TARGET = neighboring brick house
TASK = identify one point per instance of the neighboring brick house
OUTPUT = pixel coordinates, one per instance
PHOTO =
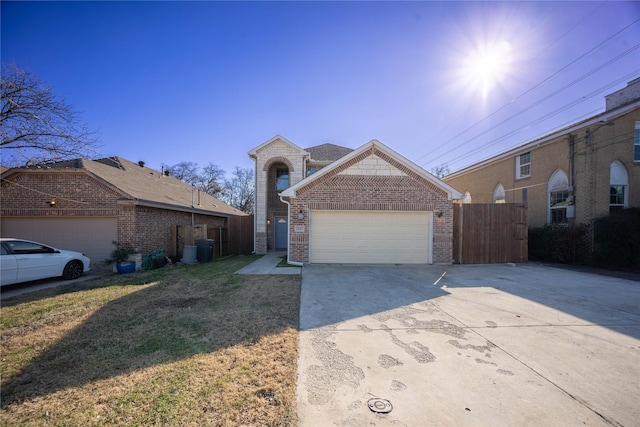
(331, 204)
(84, 205)
(574, 175)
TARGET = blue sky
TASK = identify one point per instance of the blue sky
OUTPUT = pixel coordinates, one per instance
(439, 82)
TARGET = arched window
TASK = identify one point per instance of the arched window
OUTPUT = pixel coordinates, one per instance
(498, 194)
(619, 187)
(558, 190)
(467, 197)
(282, 178)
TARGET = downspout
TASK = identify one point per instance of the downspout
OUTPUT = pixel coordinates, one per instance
(299, 264)
(255, 202)
(572, 188)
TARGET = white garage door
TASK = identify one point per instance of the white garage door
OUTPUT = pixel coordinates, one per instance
(370, 237)
(91, 236)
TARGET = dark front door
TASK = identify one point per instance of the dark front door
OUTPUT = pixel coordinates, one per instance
(282, 226)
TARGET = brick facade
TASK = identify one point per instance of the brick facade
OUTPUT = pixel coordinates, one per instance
(275, 153)
(392, 187)
(77, 194)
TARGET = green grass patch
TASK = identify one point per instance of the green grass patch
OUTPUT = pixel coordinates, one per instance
(182, 345)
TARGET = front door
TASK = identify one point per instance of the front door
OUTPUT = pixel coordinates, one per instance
(282, 226)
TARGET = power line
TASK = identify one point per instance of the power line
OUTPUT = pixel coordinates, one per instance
(543, 118)
(535, 87)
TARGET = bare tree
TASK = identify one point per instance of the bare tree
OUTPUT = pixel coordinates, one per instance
(239, 190)
(37, 126)
(210, 180)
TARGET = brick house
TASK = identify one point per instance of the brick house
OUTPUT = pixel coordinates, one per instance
(84, 205)
(571, 176)
(332, 204)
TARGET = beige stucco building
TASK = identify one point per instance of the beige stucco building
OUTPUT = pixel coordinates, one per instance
(571, 176)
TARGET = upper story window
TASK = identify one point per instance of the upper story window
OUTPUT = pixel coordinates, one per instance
(282, 179)
(558, 202)
(523, 165)
(619, 187)
(558, 190)
(467, 197)
(636, 143)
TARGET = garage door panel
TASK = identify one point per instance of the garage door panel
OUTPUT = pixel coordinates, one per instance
(370, 237)
(91, 236)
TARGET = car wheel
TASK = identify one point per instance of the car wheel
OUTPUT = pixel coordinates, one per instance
(72, 270)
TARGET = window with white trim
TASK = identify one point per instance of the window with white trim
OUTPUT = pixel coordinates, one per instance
(523, 165)
(618, 187)
(282, 179)
(467, 197)
(636, 143)
(558, 190)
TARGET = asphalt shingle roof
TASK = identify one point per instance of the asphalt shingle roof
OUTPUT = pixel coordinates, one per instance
(148, 185)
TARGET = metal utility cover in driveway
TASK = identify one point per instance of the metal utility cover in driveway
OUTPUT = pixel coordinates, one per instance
(488, 345)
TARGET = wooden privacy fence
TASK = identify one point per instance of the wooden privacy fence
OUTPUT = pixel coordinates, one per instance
(490, 233)
(235, 238)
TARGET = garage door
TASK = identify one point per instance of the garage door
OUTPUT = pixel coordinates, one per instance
(375, 237)
(91, 236)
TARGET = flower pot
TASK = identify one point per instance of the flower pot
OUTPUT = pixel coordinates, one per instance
(126, 267)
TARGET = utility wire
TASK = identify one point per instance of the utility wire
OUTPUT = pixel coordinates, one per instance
(548, 115)
(549, 46)
(533, 88)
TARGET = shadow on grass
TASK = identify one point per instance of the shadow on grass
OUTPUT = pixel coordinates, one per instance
(178, 313)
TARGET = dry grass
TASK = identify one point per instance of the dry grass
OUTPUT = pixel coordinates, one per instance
(188, 346)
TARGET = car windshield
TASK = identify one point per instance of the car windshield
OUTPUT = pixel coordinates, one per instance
(20, 247)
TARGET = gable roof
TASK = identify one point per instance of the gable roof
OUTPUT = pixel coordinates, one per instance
(452, 192)
(141, 185)
(253, 153)
(327, 152)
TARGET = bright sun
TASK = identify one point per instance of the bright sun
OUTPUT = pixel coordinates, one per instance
(486, 66)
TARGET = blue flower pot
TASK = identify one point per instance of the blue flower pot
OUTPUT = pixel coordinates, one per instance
(126, 267)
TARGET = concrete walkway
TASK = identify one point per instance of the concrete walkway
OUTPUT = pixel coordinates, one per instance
(267, 265)
(488, 345)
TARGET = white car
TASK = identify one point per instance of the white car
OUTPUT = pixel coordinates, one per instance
(24, 260)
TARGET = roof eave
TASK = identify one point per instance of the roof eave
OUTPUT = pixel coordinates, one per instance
(254, 152)
(179, 208)
(452, 193)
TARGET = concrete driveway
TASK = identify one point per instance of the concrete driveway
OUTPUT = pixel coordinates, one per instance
(481, 345)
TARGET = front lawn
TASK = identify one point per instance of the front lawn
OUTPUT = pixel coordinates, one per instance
(182, 345)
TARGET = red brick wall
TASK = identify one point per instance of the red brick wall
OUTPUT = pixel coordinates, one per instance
(147, 229)
(78, 194)
(381, 193)
(75, 193)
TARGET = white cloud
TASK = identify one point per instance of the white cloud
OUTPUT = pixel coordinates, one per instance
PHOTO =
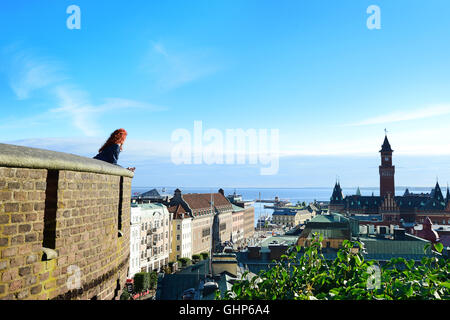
(29, 73)
(406, 115)
(175, 69)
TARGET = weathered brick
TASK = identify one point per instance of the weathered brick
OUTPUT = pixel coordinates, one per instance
(3, 265)
(30, 217)
(50, 284)
(22, 173)
(20, 195)
(24, 271)
(28, 185)
(13, 185)
(23, 294)
(32, 258)
(5, 196)
(30, 280)
(26, 207)
(4, 218)
(44, 276)
(15, 285)
(39, 206)
(9, 230)
(31, 237)
(17, 217)
(19, 239)
(25, 228)
(38, 226)
(4, 242)
(9, 275)
(40, 185)
(36, 289)
(16, 262)
(11, 207)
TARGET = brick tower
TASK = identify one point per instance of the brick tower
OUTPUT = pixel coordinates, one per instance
(387, 170)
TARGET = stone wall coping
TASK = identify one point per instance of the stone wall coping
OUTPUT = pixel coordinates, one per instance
(33, 158)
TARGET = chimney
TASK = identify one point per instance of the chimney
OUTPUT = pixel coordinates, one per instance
(399, 234)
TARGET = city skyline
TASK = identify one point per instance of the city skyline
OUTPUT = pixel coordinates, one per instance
(312, 70)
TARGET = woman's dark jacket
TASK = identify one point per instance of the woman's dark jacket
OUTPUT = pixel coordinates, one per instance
(109, 154)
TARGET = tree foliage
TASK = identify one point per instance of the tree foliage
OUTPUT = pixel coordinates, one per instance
(304, 273)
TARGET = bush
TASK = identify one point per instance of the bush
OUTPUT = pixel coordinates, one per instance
(307, 275)
(196, 257)
(185, 261)
(204, 255)
(141, 281)
(125, 295)
(153, 280)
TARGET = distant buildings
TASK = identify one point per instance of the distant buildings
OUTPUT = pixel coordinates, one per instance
(291, 217)
(408, 209)
(153, 221)
(186, 225)
(243, 219)
(181, 233)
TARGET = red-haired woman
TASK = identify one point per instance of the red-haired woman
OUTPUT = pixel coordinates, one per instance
(109, 152)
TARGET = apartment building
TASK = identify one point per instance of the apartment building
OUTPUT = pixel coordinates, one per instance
(211, 218)
(181, 233)
(248, 214)
(155, 235)
(135, 242)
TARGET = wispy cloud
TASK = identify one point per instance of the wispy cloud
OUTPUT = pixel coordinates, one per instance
(406, 115)
(29, 73)
(175, 69)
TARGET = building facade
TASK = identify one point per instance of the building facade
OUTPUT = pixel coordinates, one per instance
(135, 243)
(248, 214)
(292, 217)
(237, 235)
(410, 208)
(211, 218)
(62, 215)
(155, 235)
(181, 233)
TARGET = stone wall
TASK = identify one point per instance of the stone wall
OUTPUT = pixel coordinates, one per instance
(64, 226)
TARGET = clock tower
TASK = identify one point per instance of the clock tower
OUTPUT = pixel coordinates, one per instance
(387, 170)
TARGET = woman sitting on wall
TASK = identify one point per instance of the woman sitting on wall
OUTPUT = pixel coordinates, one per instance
(109, 152)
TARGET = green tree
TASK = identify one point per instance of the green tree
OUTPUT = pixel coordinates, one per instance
(141, 281)
(304, 273)
(125, 295)
(204, 255)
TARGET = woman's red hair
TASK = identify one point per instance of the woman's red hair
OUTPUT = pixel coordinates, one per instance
(117, 137)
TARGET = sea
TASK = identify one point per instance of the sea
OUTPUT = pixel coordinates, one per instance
(293, 195)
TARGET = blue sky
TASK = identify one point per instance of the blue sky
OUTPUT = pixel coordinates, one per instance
(311, 69)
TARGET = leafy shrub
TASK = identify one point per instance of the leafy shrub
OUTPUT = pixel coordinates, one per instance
(204, 255)
(196, 257)
(141, 281)
(125, 295)
(305, 274)
(185, 261)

- [Task statement]:
From the "TARGET = green tree" line to the close of the listing, restate each line word for word.

- [Full answer]:
TARGET = green tree
TASK = identify one point per instance of the green tree
OUTPUT = pixel coordinates, one per instance
(141, 281)
(304, 273)
(125, 295)
(204, 255)
TARGET = woman's red hair
TASK = identify one point per instance of the woman's red hair
OUTPUT = pixel coordinates, one per instance
(117, 137)
TARGET = sea
TASK = identify one point per instance of the sea
OUTPUT = pixel coordinates, one per instance
(293, 195)
TARGET = blue sky
TASK = identify one point per instance of the blue sky
OUTPUT = pixel coordinates, one per instance
(311, 69)
TARGET = leafy shrub
TASK = identify one point per instance of the leafy shrub
OUTPUT = pixel coordinates, one per instance
(204, 255)
(196, 257)
(141, 281)
(125, 295)
(305, 274)
(185, 261)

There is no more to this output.